Problem statement:
Below are the entries. Print only the lines starting at the one with "in [91, 295]." and ending at the one with "in [941, 986].", exactly, with no pictures.

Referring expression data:
Start of Block
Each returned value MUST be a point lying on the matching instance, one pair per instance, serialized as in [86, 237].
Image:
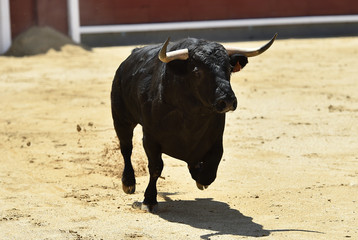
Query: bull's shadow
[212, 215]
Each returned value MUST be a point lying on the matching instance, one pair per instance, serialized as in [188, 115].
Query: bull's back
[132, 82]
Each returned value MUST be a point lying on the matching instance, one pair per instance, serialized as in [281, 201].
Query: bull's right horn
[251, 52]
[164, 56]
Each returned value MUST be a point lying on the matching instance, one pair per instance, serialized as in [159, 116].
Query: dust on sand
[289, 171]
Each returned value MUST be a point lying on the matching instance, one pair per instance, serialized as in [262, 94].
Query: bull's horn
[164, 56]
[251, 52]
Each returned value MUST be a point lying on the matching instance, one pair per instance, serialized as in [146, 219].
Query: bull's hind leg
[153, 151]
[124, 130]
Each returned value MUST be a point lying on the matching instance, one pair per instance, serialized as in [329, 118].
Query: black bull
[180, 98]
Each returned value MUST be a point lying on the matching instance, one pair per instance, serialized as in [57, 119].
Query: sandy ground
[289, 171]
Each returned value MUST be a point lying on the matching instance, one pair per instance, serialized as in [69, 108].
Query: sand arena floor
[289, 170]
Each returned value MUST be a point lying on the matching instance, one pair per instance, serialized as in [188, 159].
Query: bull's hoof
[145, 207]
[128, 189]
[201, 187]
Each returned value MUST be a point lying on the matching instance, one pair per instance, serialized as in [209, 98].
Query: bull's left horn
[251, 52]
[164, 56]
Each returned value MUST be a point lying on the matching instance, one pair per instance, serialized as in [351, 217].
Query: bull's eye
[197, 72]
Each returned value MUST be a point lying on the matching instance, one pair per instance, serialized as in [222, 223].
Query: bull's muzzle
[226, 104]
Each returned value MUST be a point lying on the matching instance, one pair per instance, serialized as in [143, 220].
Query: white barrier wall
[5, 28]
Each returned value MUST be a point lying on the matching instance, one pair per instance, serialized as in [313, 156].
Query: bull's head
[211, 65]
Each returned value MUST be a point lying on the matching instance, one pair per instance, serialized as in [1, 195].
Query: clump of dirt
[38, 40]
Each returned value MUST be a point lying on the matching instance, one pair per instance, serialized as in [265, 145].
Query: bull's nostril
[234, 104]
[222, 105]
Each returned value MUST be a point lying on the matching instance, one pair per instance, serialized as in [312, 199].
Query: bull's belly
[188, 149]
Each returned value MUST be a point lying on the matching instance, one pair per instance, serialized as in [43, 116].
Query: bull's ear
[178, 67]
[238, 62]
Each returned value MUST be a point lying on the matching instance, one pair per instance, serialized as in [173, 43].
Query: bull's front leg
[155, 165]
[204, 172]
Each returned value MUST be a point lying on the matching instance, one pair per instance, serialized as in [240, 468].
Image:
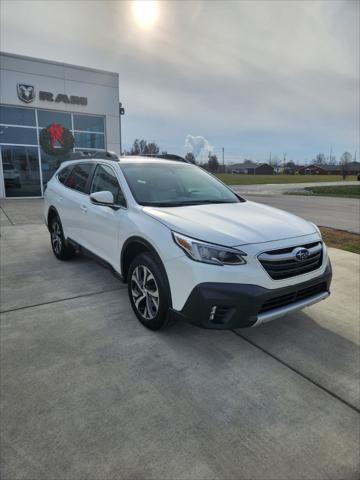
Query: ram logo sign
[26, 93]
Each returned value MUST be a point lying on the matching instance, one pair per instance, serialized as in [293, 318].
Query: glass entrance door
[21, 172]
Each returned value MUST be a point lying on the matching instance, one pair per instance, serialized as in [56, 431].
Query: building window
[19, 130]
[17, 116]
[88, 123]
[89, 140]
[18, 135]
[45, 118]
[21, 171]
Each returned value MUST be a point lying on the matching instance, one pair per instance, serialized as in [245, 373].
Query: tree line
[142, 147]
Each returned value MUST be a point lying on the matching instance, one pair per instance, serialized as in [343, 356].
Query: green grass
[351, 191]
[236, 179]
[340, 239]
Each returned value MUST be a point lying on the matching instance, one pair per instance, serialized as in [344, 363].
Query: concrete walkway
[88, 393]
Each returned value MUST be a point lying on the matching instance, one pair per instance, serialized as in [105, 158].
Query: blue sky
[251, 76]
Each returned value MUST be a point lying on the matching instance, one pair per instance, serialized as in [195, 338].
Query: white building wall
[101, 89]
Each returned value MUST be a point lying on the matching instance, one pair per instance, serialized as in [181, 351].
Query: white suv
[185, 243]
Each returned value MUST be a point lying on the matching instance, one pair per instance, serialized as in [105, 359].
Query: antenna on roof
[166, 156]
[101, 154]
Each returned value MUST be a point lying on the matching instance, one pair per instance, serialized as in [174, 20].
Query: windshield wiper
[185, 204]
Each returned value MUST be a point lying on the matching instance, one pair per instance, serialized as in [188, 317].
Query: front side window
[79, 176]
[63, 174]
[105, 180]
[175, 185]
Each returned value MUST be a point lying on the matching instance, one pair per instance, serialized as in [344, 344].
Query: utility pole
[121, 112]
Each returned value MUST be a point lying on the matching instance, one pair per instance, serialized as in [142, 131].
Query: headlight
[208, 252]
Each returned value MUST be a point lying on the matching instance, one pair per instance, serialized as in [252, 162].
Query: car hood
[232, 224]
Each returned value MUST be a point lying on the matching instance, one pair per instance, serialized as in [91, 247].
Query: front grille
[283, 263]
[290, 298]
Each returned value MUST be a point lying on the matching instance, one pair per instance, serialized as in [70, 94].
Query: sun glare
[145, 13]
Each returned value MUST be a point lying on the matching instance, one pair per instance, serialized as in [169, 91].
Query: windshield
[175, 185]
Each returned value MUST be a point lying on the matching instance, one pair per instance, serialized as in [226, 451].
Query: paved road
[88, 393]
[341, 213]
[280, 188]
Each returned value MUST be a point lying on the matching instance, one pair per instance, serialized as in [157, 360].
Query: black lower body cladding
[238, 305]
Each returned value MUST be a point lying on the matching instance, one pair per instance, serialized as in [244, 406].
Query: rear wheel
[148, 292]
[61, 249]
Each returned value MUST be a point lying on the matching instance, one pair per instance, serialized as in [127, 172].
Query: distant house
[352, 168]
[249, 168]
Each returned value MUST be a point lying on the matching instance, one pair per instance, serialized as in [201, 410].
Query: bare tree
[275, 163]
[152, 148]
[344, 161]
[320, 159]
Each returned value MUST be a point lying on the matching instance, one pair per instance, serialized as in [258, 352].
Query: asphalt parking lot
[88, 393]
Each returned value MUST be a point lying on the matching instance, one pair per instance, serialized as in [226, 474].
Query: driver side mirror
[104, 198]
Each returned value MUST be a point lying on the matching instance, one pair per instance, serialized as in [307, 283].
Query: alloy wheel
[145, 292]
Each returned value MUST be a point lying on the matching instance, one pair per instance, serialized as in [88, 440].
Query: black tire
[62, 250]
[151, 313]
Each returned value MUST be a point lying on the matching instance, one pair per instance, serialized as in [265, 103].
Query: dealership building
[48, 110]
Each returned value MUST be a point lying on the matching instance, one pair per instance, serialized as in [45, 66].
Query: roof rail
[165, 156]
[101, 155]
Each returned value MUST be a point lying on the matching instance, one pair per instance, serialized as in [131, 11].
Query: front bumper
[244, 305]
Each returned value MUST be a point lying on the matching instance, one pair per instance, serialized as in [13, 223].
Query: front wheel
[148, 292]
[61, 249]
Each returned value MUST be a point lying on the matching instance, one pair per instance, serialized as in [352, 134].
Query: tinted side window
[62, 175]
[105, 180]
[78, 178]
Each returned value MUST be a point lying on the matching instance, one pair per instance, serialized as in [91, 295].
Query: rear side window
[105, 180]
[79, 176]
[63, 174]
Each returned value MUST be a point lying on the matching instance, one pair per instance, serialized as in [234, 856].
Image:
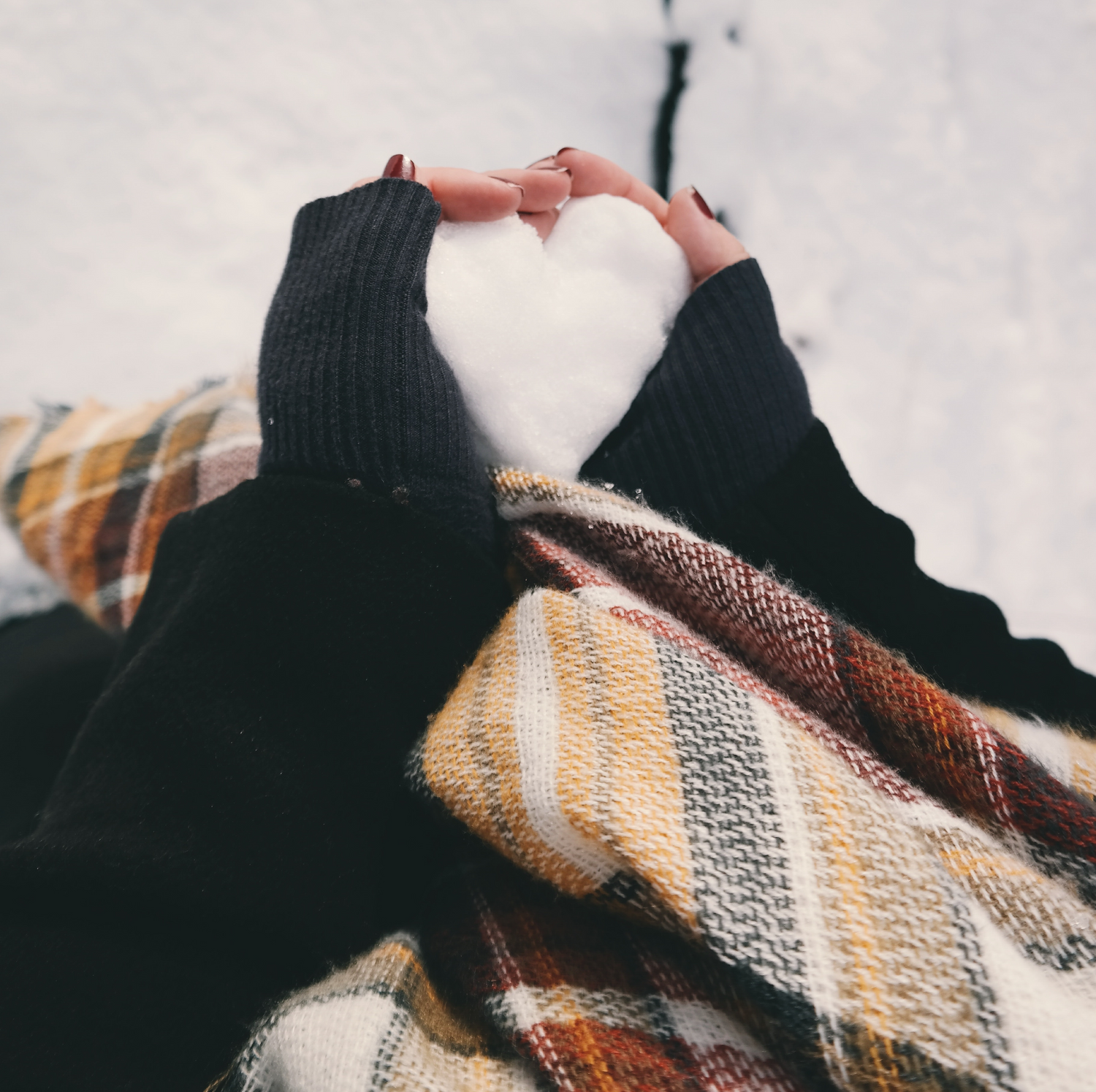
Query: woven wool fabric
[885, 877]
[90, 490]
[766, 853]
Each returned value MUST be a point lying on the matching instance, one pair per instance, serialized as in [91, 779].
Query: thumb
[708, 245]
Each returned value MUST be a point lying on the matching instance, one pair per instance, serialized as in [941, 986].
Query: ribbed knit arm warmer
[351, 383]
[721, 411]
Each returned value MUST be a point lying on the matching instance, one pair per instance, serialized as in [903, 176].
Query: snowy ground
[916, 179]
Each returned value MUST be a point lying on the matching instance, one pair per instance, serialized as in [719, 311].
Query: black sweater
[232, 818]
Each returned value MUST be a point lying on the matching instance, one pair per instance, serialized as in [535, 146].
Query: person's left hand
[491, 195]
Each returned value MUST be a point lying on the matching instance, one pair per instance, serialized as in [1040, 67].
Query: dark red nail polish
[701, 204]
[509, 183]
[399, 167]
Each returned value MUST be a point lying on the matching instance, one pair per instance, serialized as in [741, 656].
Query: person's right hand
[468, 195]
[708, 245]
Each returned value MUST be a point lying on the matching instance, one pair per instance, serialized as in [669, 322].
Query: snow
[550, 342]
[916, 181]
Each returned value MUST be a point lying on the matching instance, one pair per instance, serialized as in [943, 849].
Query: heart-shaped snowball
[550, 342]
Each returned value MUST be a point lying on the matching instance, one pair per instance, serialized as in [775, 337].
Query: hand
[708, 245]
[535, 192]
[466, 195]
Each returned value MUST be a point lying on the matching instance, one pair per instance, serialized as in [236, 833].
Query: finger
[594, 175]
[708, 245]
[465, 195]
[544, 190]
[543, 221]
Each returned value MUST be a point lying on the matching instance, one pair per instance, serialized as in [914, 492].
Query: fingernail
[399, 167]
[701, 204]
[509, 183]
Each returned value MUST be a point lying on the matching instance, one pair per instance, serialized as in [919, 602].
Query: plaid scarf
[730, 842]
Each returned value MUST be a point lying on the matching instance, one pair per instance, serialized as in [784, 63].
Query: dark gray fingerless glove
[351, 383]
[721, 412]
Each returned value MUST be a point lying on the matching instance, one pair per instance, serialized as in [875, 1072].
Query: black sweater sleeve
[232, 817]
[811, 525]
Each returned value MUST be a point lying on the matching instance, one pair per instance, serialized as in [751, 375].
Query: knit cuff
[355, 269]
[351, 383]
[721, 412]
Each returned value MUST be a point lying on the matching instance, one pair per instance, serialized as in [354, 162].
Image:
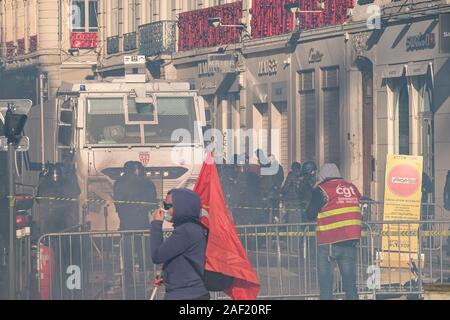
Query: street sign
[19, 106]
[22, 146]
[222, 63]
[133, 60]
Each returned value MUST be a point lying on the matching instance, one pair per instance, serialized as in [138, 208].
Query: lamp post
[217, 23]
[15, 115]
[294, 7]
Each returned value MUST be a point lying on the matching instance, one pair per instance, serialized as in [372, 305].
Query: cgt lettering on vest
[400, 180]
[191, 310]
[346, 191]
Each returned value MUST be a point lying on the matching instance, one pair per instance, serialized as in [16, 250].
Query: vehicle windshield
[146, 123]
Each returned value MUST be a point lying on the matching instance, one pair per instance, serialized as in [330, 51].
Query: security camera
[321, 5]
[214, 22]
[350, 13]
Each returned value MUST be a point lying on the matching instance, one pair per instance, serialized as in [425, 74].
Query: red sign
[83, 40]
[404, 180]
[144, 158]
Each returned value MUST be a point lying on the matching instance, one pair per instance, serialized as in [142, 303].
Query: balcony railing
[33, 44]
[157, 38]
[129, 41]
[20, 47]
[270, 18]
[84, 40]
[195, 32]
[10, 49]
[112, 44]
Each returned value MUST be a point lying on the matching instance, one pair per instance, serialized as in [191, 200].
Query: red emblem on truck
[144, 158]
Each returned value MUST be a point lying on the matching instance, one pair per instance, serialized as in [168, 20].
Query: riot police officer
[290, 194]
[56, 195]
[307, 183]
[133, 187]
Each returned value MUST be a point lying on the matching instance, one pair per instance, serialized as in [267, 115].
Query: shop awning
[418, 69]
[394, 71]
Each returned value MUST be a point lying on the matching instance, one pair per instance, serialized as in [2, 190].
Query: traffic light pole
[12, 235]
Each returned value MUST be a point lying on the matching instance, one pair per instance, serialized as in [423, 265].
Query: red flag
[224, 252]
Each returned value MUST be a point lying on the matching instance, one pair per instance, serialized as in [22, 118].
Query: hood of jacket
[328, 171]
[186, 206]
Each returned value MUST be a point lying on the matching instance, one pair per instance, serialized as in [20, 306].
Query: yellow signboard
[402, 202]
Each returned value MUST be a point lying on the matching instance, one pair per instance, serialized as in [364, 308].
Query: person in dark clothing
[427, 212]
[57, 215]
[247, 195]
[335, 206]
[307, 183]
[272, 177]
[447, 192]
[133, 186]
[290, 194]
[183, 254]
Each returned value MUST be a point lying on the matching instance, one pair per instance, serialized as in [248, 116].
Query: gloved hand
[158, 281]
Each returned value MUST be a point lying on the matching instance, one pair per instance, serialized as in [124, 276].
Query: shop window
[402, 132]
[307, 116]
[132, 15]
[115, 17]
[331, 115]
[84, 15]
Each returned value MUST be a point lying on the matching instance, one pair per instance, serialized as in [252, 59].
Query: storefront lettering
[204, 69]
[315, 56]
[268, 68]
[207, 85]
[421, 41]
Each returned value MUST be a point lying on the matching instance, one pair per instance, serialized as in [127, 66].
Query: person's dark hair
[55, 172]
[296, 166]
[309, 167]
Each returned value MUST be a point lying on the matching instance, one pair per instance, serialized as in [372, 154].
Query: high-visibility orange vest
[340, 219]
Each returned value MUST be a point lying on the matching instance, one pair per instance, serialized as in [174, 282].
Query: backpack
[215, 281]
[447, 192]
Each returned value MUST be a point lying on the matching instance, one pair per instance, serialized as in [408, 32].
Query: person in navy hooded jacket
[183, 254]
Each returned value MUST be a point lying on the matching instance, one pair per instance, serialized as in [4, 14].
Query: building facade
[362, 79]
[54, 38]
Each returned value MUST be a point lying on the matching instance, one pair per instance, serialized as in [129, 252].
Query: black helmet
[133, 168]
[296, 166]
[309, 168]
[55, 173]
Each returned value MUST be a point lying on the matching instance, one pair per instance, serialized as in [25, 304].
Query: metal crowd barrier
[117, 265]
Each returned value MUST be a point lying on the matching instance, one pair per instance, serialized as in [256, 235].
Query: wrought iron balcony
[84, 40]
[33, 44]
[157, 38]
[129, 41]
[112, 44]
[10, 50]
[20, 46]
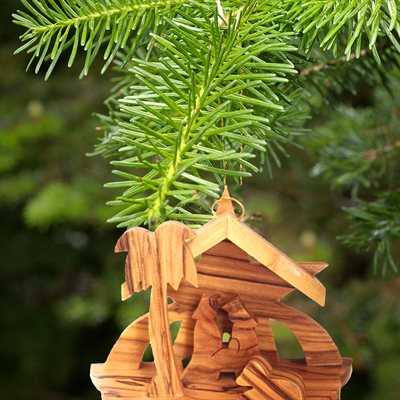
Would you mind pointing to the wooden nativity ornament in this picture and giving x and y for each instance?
End of Block
Result for this exercise:
Each returned value MUST be a point lying on the matching instance, one pair per instance, serialized as in [91, 295].
Query: rear side window
[105, 180]
[79, 176]
[63, 174]
Each returned value MUST be a point lying on the matching instance, one pair per instance, serialized as in [234, 856].
Image:
Query: woven wool fabric
[885, 877]
[90, 490]
[766, 853]
Each returned value MUST be a point lying on the matching instance, one pair per instance, serialized as in [91, 779].
Query: thumb
[708, 245]
Each returned value MUST be a point lying on the matching instance, one pair per instance, serialized as in [941, 986].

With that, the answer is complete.